───── INPUT RECORDS

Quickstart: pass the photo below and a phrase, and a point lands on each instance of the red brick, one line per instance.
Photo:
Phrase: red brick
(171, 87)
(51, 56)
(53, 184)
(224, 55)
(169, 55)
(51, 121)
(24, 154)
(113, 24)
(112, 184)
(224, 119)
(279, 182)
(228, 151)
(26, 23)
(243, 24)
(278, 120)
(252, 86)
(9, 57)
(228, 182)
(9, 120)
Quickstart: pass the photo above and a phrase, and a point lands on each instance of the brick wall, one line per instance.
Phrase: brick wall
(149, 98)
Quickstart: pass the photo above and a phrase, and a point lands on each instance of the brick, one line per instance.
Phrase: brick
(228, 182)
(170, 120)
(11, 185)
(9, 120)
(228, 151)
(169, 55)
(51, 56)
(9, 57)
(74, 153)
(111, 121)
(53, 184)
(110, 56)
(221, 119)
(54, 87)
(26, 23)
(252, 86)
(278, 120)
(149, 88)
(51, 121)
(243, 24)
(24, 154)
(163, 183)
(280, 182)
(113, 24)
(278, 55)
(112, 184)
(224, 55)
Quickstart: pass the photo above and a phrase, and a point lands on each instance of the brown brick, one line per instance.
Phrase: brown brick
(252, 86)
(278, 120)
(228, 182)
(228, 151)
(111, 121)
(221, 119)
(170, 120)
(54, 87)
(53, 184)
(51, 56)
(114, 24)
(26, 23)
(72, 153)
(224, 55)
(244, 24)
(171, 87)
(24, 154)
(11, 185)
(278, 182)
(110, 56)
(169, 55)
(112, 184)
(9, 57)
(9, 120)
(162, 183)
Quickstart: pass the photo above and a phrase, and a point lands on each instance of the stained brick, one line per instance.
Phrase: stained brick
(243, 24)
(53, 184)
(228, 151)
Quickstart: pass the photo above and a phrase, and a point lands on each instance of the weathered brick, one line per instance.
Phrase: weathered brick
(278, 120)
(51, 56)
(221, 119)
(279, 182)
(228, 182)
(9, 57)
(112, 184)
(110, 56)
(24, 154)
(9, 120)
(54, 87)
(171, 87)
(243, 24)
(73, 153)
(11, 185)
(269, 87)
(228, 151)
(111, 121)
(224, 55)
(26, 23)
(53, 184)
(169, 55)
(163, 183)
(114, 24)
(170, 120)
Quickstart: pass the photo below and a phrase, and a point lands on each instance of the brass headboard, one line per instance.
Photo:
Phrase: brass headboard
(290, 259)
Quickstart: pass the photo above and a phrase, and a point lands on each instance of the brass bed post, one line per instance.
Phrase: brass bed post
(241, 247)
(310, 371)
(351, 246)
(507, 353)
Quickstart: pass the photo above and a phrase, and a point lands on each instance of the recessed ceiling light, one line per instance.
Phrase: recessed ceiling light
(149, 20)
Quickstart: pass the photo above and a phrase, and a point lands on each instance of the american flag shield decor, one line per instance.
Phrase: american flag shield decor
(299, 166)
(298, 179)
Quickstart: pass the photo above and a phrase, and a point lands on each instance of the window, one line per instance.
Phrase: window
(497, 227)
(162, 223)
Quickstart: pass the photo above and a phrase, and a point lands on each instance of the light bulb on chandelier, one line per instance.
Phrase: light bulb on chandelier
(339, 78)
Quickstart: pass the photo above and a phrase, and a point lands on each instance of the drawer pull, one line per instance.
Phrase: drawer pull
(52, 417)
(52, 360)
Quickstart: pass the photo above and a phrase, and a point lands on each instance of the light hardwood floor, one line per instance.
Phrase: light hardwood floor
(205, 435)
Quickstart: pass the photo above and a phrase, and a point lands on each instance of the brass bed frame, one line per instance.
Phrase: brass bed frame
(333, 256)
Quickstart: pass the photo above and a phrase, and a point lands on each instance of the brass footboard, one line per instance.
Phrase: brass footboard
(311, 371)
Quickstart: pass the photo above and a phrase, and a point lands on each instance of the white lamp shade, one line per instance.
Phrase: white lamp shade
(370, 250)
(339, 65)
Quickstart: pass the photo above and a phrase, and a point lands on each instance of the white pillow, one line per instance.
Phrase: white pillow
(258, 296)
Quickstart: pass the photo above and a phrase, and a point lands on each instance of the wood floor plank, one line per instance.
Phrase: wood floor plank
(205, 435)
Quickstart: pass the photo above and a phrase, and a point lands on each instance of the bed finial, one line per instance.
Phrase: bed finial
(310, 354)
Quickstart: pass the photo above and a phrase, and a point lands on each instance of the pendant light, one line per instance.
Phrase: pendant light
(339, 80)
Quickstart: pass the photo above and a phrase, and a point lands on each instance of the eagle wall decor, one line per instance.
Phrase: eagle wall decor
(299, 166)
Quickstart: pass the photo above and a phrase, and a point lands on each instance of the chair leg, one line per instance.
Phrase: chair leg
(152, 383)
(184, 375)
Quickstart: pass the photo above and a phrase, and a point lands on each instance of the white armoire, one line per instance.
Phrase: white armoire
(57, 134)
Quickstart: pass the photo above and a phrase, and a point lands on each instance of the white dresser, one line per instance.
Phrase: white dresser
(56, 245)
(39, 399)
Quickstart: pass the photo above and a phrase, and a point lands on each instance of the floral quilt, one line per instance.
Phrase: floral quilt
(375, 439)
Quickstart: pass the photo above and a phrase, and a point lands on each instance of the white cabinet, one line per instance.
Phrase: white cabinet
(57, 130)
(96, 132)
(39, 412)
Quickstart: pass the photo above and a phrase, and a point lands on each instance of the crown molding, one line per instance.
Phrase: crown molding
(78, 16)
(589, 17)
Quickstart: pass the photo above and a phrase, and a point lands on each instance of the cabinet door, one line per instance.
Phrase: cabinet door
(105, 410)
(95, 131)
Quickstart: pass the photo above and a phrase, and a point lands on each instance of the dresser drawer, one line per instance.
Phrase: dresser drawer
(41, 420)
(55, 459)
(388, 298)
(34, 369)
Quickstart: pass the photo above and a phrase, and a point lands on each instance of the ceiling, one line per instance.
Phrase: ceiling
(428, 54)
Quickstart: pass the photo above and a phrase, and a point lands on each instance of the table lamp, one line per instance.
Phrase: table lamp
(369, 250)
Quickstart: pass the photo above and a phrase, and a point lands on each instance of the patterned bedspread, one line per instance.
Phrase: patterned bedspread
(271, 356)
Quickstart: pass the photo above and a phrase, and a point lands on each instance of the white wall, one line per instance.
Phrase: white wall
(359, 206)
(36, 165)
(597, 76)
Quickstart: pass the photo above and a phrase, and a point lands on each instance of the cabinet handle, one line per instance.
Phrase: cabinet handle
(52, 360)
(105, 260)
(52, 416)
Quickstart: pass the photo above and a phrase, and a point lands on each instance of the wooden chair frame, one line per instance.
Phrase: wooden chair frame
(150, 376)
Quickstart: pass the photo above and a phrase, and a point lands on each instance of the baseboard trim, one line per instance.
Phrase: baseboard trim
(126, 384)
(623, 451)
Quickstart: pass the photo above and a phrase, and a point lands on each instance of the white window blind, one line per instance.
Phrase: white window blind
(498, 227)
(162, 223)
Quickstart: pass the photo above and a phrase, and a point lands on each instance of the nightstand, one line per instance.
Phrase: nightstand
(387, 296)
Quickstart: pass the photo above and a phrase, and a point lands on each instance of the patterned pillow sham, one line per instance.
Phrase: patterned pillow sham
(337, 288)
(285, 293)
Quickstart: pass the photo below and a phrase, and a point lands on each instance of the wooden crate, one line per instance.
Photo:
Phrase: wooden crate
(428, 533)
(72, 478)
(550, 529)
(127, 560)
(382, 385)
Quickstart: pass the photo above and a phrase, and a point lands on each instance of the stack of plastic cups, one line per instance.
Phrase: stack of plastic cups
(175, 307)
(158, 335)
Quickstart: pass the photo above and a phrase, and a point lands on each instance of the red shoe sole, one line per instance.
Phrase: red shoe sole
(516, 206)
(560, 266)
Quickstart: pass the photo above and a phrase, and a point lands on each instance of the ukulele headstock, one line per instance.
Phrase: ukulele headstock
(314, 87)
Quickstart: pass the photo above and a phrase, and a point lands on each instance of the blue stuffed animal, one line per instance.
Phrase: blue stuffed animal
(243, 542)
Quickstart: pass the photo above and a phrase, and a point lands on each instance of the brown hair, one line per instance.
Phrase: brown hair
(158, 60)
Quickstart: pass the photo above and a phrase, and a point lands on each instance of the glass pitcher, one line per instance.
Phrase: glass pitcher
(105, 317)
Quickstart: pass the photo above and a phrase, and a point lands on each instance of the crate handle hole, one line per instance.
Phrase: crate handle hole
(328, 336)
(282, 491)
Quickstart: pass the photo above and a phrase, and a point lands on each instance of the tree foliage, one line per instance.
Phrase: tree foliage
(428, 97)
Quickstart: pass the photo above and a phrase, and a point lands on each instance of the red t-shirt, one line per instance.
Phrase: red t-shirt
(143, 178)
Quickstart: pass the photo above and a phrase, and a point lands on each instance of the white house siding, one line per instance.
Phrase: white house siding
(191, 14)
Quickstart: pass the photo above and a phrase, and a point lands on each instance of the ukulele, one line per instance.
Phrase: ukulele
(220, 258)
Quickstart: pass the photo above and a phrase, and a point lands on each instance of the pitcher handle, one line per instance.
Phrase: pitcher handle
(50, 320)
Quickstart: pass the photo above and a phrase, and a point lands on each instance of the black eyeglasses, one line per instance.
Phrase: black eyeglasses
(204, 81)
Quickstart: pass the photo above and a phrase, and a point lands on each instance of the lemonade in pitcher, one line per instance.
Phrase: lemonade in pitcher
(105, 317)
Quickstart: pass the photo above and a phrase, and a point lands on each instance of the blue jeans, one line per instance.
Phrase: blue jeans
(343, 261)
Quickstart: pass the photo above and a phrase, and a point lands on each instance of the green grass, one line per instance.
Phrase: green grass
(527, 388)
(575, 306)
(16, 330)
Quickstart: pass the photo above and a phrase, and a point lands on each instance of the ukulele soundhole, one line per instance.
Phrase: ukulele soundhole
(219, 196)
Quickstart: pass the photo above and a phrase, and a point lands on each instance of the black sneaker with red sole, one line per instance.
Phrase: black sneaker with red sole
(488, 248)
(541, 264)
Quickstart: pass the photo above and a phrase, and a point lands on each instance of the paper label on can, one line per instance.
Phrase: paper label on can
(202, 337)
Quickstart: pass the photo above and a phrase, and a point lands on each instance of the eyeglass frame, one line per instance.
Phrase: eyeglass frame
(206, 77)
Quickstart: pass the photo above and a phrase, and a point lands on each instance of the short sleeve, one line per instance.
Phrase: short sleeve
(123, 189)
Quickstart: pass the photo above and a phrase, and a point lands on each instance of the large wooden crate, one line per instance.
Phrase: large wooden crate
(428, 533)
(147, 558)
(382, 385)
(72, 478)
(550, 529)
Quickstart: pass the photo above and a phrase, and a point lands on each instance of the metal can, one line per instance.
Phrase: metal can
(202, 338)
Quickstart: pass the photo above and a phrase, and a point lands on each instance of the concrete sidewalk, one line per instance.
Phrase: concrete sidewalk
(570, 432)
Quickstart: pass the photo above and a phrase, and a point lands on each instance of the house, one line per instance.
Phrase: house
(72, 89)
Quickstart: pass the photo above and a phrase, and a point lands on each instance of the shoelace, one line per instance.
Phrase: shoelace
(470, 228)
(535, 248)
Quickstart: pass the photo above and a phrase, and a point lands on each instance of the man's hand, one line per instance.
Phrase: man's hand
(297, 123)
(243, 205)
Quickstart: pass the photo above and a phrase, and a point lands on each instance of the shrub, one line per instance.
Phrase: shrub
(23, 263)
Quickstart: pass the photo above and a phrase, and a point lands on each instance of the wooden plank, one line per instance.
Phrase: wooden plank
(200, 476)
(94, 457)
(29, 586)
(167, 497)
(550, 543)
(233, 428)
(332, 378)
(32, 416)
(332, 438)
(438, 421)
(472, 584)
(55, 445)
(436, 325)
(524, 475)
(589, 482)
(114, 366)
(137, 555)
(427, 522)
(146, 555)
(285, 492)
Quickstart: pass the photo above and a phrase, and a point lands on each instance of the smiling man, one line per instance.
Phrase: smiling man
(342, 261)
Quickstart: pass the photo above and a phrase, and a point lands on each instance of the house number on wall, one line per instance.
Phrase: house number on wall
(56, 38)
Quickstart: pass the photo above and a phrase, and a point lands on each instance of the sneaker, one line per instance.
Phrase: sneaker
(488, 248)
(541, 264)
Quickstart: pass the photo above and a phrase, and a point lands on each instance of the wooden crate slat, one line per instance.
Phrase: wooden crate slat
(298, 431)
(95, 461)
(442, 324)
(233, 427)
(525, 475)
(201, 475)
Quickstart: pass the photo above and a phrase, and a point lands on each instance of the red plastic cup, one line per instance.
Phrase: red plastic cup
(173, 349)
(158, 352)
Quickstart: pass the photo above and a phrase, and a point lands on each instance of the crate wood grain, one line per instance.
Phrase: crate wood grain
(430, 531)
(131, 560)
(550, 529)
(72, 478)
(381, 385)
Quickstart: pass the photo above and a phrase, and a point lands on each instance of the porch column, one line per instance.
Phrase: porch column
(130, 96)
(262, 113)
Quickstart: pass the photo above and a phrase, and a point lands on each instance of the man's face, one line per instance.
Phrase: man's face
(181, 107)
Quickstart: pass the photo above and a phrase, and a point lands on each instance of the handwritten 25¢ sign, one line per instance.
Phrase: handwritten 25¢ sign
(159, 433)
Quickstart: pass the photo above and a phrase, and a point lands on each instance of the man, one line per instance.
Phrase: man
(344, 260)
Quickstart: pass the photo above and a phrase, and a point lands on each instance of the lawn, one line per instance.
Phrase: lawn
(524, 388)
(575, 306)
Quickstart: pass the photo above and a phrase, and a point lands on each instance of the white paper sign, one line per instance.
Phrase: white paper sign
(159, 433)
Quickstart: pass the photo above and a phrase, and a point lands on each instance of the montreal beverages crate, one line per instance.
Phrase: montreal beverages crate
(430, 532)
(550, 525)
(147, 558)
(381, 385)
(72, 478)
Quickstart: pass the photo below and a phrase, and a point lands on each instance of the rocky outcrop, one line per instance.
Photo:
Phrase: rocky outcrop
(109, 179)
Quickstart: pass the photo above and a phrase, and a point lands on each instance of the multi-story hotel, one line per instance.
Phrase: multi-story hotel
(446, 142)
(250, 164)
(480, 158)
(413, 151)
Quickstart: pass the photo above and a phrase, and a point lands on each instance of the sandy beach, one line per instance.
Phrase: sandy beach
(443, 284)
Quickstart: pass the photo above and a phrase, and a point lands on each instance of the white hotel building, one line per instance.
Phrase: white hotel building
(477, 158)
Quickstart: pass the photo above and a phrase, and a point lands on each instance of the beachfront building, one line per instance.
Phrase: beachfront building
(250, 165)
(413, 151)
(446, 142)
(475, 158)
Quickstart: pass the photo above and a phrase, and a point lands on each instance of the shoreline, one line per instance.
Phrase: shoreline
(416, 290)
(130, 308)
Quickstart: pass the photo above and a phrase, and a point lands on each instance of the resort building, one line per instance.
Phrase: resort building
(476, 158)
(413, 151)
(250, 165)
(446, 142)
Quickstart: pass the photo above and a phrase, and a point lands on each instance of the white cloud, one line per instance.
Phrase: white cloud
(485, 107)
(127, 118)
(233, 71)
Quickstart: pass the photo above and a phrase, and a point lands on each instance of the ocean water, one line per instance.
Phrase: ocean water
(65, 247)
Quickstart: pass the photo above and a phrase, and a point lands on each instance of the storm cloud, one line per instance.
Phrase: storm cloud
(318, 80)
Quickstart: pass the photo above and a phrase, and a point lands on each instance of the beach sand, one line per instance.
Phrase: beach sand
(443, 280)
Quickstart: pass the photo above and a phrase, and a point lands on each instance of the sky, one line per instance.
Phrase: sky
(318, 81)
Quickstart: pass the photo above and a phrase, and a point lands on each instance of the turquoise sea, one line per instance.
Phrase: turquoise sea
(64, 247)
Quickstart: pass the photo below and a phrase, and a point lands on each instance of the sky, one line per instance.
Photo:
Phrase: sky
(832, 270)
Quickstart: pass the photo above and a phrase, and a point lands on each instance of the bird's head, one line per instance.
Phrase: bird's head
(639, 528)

──────────

## PROBLEM DETAILS
Everything from the line with "shoreline, one line per instance." through the last line of the material above should be echoed exactly, and nothing else.

## COMPLETE RESPONSE
Quickstart: pass the photo above and a phrase, and a point lands on each instance of the shoreline, one line per instance.
Phrase: shoreline
(416, 290)
(130, 308)
Quickstart: pass the photo above and a phrase, and a point lands on each instance of the resort building, one line per instance.
Phrase: resort building
(476, 158)
(413, 151)
(250, 165)
(446, 142)
Quickstart: pass the photo above and a phrase, and a point lands on each instance of the white cloud, one line per instance.
Phrase: white cloud
(485, 107)
(127, 118)
(233, 71)
Quickstart: pass the photo above and a phrase, and a point lands on each instance of the ocean water, one line per instance.
Phrase: ocean water
(65, 247)
Quickstart: pass the photo above and a phrase, and a point lands on each instance of the storm cloud, one line per instance.
Phrase: storm cloud
(318, 80)
Quickstart: pass the photo above and a phrase, and a point lands on each instance of the beach sand, one line per instance.
Phrase: beach sand
(443, 280)
Quickstart: pass the photo above and a phrase, and a point lands on each instance of the sky, one line per instance.
Phrase: sky
(318, 81)
Quickstart: pass the photo above and a phrase, and a point lands on each instance of the turquoise sea, one line per instance.
Phrase: turquoise sea
(64, 247)
Quickstart: pass the photo below and a phrase, and a point lands on each instance of the sky, one line per instance.
Photo:
Phrase: sky
(832, 270)
Quickstart: pass the photo above and a phrase, and a point lands on each instance of the bird's head, one line per instance.
Phrase: bird's head
(639, 528)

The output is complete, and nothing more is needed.